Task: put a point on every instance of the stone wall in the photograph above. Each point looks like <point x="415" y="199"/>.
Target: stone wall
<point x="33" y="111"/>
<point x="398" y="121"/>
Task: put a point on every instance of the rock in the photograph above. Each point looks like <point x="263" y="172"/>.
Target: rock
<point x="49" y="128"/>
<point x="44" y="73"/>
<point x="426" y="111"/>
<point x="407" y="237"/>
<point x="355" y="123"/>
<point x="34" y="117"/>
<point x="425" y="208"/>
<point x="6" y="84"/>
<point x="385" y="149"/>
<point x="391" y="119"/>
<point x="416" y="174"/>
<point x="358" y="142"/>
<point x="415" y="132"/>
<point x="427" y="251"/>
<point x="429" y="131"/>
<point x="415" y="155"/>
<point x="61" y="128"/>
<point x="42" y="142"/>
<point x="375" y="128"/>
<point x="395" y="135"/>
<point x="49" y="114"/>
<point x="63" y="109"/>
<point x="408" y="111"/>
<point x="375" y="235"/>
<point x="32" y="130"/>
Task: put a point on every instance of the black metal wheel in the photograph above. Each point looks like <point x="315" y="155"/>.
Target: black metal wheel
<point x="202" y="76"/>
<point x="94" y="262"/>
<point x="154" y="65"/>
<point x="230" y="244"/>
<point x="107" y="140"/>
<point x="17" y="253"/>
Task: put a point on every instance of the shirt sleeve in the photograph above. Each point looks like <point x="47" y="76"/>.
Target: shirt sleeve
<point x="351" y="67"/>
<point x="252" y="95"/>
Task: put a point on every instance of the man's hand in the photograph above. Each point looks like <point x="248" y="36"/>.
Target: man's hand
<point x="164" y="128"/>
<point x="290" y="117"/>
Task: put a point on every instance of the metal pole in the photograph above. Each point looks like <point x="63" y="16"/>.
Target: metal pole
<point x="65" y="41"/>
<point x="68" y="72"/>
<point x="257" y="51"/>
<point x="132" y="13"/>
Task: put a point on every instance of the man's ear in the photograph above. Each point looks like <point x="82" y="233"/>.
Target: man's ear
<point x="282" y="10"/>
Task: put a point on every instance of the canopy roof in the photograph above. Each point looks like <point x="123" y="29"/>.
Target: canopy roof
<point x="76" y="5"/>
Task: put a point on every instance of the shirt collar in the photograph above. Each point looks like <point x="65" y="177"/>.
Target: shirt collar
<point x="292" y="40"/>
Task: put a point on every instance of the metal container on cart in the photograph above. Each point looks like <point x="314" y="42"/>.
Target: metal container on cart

● YOUR INSTRUCTIONS
The lines needed are the ones from the first line of the entries through the line that contains "Task: put a point on every instance of the rock", given again without any change.

● SOLUTION TO THIS TASK
Task: put a point on every instance of the stone wall in the photograph above. Each point looks like <point x="415" y="199"/>.
Target: stone wall
<point x="33" y="111"/>
<point x="398" y="121"/>
Task: put a point on every instance of the rock in the photograph above. Each point looks like <point x="263" y="172"/>.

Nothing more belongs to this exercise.